Like all insurance, you don't want to use your personal umbrella coverage. However, if you find yourself exceeding your primary coverage’s liability limits, you’ll be thankful for it. Umbrella policies can be applied to multiple underlying policies, meaning it can kick in for both your car and homeowners insurance. 

To purchase a personal umbrella policy, you must have an underlying homeowners or car insurance policy that meets a certain minimum amount of liability coverage. As such, you may be required to increase your current liability limits in order to be eligible. If your underlying policy lapsed or you lowered your liability limits below these limits, your umbrella policy would still only kick after you paid the maximum liability coverage.

For instance, you may have a $1 million umbrella policy that requires your underlying car insurance policy to have a liability limit of at least $250,000. If you drop that limit to $150,000 and cause a car accident with $500,000 of damages, you would be responsible for making up the $100,000 difference before your umbrella policy kicks in. As such, it’s important to keep your underlying policy — be it homeowners, car, or otherwise — up to date and at the required limit.

→ Task set
1. From the umbrella insurance passage, reproduce the stretch from "To purchase a" through "maximum liability coverage." word for word.
2. Answer these from the umbrella insurance passage:
(a) Which two kinds of insurance does the passage say an umbrella policy can kick in for?
(b) What must you have before you can purchase a personal umbrella policy?
(c) In the example, what minimum liability limit does the $1 million umbrella policy require on the underlying car insurance?
Rely only on the umbrella insurance passage and nothing outside it.

→ Raw data
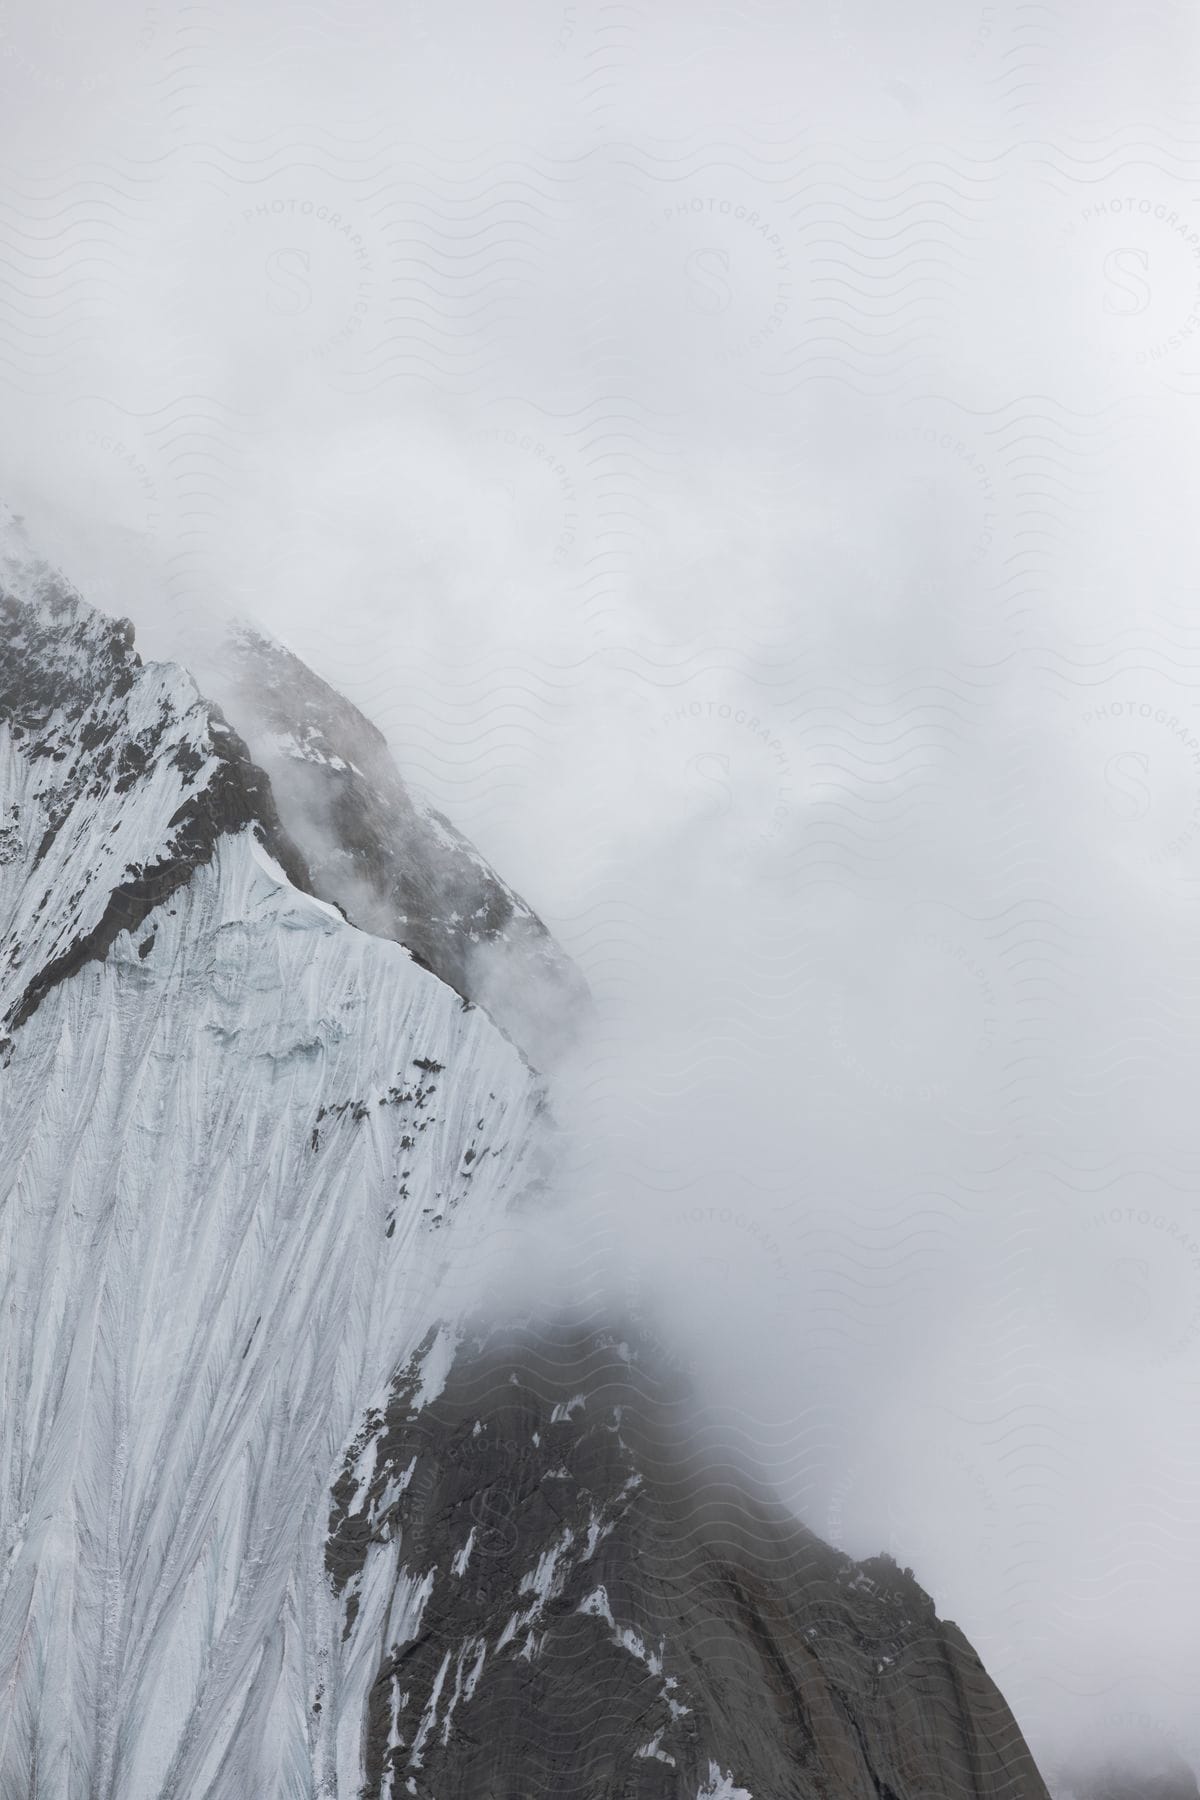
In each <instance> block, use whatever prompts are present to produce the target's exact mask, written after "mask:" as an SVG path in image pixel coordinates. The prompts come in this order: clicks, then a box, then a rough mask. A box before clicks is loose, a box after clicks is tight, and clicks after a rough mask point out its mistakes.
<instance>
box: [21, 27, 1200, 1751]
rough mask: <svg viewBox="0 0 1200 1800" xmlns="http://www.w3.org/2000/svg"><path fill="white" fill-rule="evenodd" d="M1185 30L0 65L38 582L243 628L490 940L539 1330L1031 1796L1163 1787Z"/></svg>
mask: <svg viewBox="0 0 1200 1800" xmlns="http://www.w3.org/2000/svg"><path fill="white" fill-rule="evenodd" d="M1186 25H1187V18H1186V14H1184V13H1182V9H1178V7H1171V5H1162V7H1159V9H1157V11H1155V13H1153V14H1144V13H1142V14H1133V13H1132V11H1128V16H1126V13H1123V11H1121V9H1117V11H1115V13H1108V14H1105V18H1103V20H1096V18H1094V16H1085V14H1083V13H1081V11H1079V9H1072V7H1069V5H1063V7H1056V9H1049V11H1047V9H1027V7H1025V9H1022V7H1006V5H981V7H975V9H966V11H964V9H961V7H950V5H939V4H930V5H927V7H925V9H923V11H921V13H919V14H912V13H905V14H898V13H896V11H894V9H892V11H889V9H883V7H871V5H849V7H846V5H842V7H837V9H831V11H826V13H822V14H820V16H815V14H813V16H801V14H797V13H795V9H786V7H777V5H772V4H770V0H763V4H757V5H750V7H725V5H720V4H714V5H707V7H705V5H702V7H687V9H682V7H662V9H653V13H651V11H649V9H648V11H646V16H642V14H640V13H637V11H635V9H622V11H617V13H613V9H601V7H592V5H588V4H587V0H578V4H576V0H572V4H563V0H531V5H527V7H524V9H522V11H520V14H511V13H504V14H500V13H497V11H495V9H486V7H480V5H477V4H473V0H461V4H459V0H452V4H439V5H437V7H434V5H421V4H414V5H408V7H403V9H399V11H398V9H372V7H362V9H353V16H351V13H347V11H344V13H342V14H338V18H336V20H335V18H333V16H331V14H324V13H320V11H318V9H317V11H309V13H306V14H302V16H297V14H295V11H293V9H282V7H272V5H266V4H255V5H250V7H241V9H237V11H236V13H230V11H221V9H216V7H212V9H207V7H201V9H200V13H196V9H193V11H191V13H175V11H171V9H167V7H128V9H119V13H117V14H112V13H106V18H104V31H103V32H101V31H99V29H97V25H95V22H94V20H90V18H86V16H85V13H83V11H81V9H79V7H74V5H63V7H61V9H59V11H56V13H54V14H45V18H34V14H32V11H27V13H25V16H16V18H13V20H5V31H7V40H5V61H4V63H2V65H0V68H2V70H4V79H5V85H7V86H5V94H7V97H9V101H11V103H13V104H9V106H7V108H5V121H7V130H9V137H11V142H9V158H11V162H13V164H18V169H16V173H14V180H13V184H11V200H9V205H7V209H5V212H4V220H2V223H0V230H2V232H4V248H5V266H7V275H5V286H4V306H2V311H0V358H2V360H0V371H2V373H4V380H5V428H4V459H2V466H4V486H5V490H7V491H9V493H11V497H13V499H14V500H16V504H18V506H20V508H22V509H23V511H25V513H27V515H29V522H31V531H34V533H36V535H40V538H41V542H45V544H47V547H49V549H50V551H54V553H56V554H59V556H61V560H63V562H65V563H67V567H68V571H70V572H72V574H76V578H77V580H79V581H81V585H83V587H85V589H86V590H88V592H90V594H92V596H94V598H95V599H97V601H99V603H103V605H106V607H112V608H113V610H122V612H131V614H133V616H135V619H137V621H139V630H140V635H142V641H144V643H146V644H148V648H149V650H151V652H153V653H187V652H189V646H191V644H194V643H196V641H198V637H200V635H203V632H205V630H207V628H209V625H210V621H212V617H214V616H221V614H227V612H252V614H254V616H257V617H259V619H261V623H264V625H266V626H268V628H272V630H275V632H277V634H279V635H281V637H284V639H286V641H288V643H290V644H291V646H293V648H295V650H297V652H299V653H300V655H304V657H306V659H308V661H309V662H313V664H315V666H317V668H318V670H320V673H322V675H324V677H326V679H329V680H331V682H335V684H336V686H340V688H344V689H345V691H347V693H349V695H351V697H353V698H354V700H356V704H360V706H362V707H363V711H367V713H369V715H371V716H372V718H374V720H376V722H378V724H380V725H381V729H385V733H387V734H389V740H390V743H392V747H394V751H396V756H398V761H399V765H401V769H403V770H405V774H407V776H408V779H410V781H412V785H414V787H416V788H417V790H419V792H421V794H423V796H425V797H428V799H432V801H434V803H435V805H437V806H439V808H443V810H444V812H446V814H448V815H450V817H452V819H453V821H455V823H457V824H459V826H461V828H462V830H466V832H468V833H470V835H471V837H473V839H475V841H477V842H479V846H480V850H482V851H484V853H486V855H488V857H489V859H491V860H493V862H495V864H497V866H498V868H500V871H502V873H504V877H506V878H507V880H511V882H513V886H515V887H516V889H518V891H522V893H524V895H527V896H529V900H531V902H533V904H534V905H536V907H538V909H540V911H542V913H543V916H545V918H547V922H549V923H551V925H552V927H554V929H556V932H558V934H560V938H561V941H563V943H565V945H567V949H569V950H572V954H574V956H576V958H578V961H579V963H581V967H583V970H585V972H587V976H588V979H590V983H592V988H594V992H596V995H597V1022H596V1028H594V1031H592V1035H590V1039H588V1042H587V1044H585V1046H583V1048H581V1049H579V1051H578V1053H576V1057H574V1058H572V1060H569V1062H565V1064H563V1066H561V1067H560V1069H558V1071H556V1082H558V1111H560V1118H561V1121H563V1134H565V1152H563V1175H561V1183H563V1195H561V1206H563V1213H561V1220H563V1222H561V1237H560V1242H558V1249H556V1251H554V1255H556V1256H558V1264H556V1265H554V1267H556V1269H558V1271H560V1274H558V1276H556V1278H561V1280H563V1282H567V1280H569V1276H570V1271H572V1269H574V1276H572V1278H574V1280H576V1282H578V1283H579V1285H585V1287H587V1283H588V1282H592V1280H603V1282H606V1283H612V1285H613V1287H615V1289H619V1291H621V1292H624V1294H628V1296H631V1298H633V1301H635V1303H637V1305H639V1307H640V1309H642V1310H644V1312H646V1310H653V1316H655V1319H657V1321H658V1328H662V1330H664V1332H669V1336H671V1341H673V1343H675V1346H676V1354H678V1355H682V1357H684V1359H687V1361H691V1363H693V1364H694V1366H696V1370H698V1372H700V1375H702V1379H703V1382H705V1391H709V1393H711V1397H712V1400H714V1404H716V1402H718V1400H720V1402H732V1404H736V1406H738V1408H739V1409H741V1415H743V1417H745V1418H748V1420H750V1422H752V1424H754V1429H756V1431H759V1433H761V1442H763V1445H765V1453H766V1454H770V1458H774V1467H775V1472H777V1480H779V1481H781V1485H783V1487H784V1490H786V1492H788V1496H790V1498H792V1499H793V1501H795V1505H797V1507H801V1508H802V1510H804V1514H806V1517H808V1519H810V1521H811V1523H813V1525H815V1526H817V1528H819V1530H824V1532H828V1534H829V1535H833V1537H837V1539H838V1541H844V1543H847V1546H849V1548H855V1550H869V1548H873V1546H887V1548H892V1550H894V1552H896V1555H900V1559H901V1561H907V1562H912V1564H914V1568H916V1571H918V1575H919V1577H921V1580H923V1582H925V1584H927V1586H928V1588H930V1589H932V1591H934V1595H936V1598H937V1602H939V1606H941V1607H943V1611H946V1613H950V1615H952V1616H955V1618H957V1620H959V1622H961V1624H963V1625H964V1629H968V1633H970V1634H972V1636H973V1640H975V1642H977V1645H979V1649H981V1654H982V1656H984V1660H986V1663H988V1667H990V1669H991V1670H993V1672H995V1676H997V1678H999V1679H1000V1683H1002V1685H1004V1687H1006V1692H1007V1694H1009V1697H1011V1701H1013V1705H1015V1708H1016V1712H1018V1717H1020V1719H1022V1724H1024V1726H1025V1730H1027V1733H1029V1737H1031V1742H1033V1748H1034V1751H1036V1753H1038V1755H1040V1757H1042V1759H1043V1760H1045V1762H1047V1766H1054V1768H1056V1766H1060V1764H1061V1762H1065V1760H1069V1757H1070V1755H1072V1753H1074V1751H1076V1748H1078V1742H1079V1741H1081V1739H1087V1737H1088V1733H1092V1732H1096V1730H1097V1723H1099V1721H1103V1719H1108V1721H1112V1719H1115V1717H1117V1715H1121V1717H1124V1715H1126V1714H1128V1717H1130V1719H1142V1721H1144V1719H1151V1721H1153V1730H1155V1732H1157V1733H1159V1737H1166V1739H1168V1741H1169V1742H1173V1744H1175V1746H1177V1748H1178V1750H1180V1753H1182V1755H1184V1757H1187V1759H1189V1760H1193V1762H1195V1760H1196V1746H1195V1744H1193V1735H1195V1732H1193V1724H1191V1714H1193V1706H1191V1692H1193V1690H1195V1676H1196V1645H1195V1633H1193V1631H1191V1618H1193V1613H1195V1582H1196V1552H1195V1544H1196V1541H1198V1534H1196V1523H1200V1521H1198V1516H1196V1510H1198V1505H1200V1490H1198V1480H1196V1471H1198V1467H1200V1445H1198V1442H1196V1426H1195V1406H1193V1404H1191V1400H1193V1390H1195V1377H1196V1370H1198V1366H1200V1249H1198V1247H1196V1246H1200V1217H1198V1215H1196V1204H1195V1170H1196V1148H1195V1132H1193V1116H1195V1093H1196V1076H1198V1073H1200V1069H1198V1067H1196V1048H1195V1042H1193V1039H1195V1031H1193V1026H1191V1019H1193V1015H1195V997H1196V995H1195V988H1196V970H1195V947H1193V940H1195V929H1193V925H1195V895H1196V877H1198V875H1200V860H1198V857H1196V851H1198V850H1200V713H1198V707H1200V693H1198V689H1196V668H1198V666H1200V659H1198V653H1196V628H1195V605H1193V599H1195V580H1193V574H1191V571H1193V565H1195V545H1193V536H1195V526H1193V518H1195V506H1193V504H1191V488H1193V482H1195V446H1193V432H1191V425H1193V409H1195V394H1196V385H1198V382H1200V326H1198V324H1196V317H1198V313H1200V308H1198V288H1200V212H1198V211H1196V202H1195V198H1193V196H1195V169H1193V158H1191V151H1189V149H1187V144H1189V137H1187V119H1189V113H1187V106H1189V104H1191V101H1189V95H1186V94H1184V90H1182V72H1184V70H1186V68H1187V67H1189V58H1187V34H1186ZM9 90H13V92H11V94H9ZM18 90H20V101H18V99H16V94H18ZM1133 1735H1137V1733H1135V1732H1133V1724H1130V1737H1133Z"/></svg>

→ Task answers
1.
To purchase a personal umbrella policy, you must have an underlying homeowners or car insurance policy that meets a certain minimum amount of liability coverage. As such, you may be required to increase your current liability limits in order to be eligible. If your underlying policy lapsed or you lowered your liability limits below these limits, your umbrella policy would still only kick after you paid the maximum liability coverage.

2.
(a) Car insurance and homeowners insurance.
(b) An underlying homeowners or car insurance policy that meets a certain minimum amount of liability coverage.
(c) At least $250,000.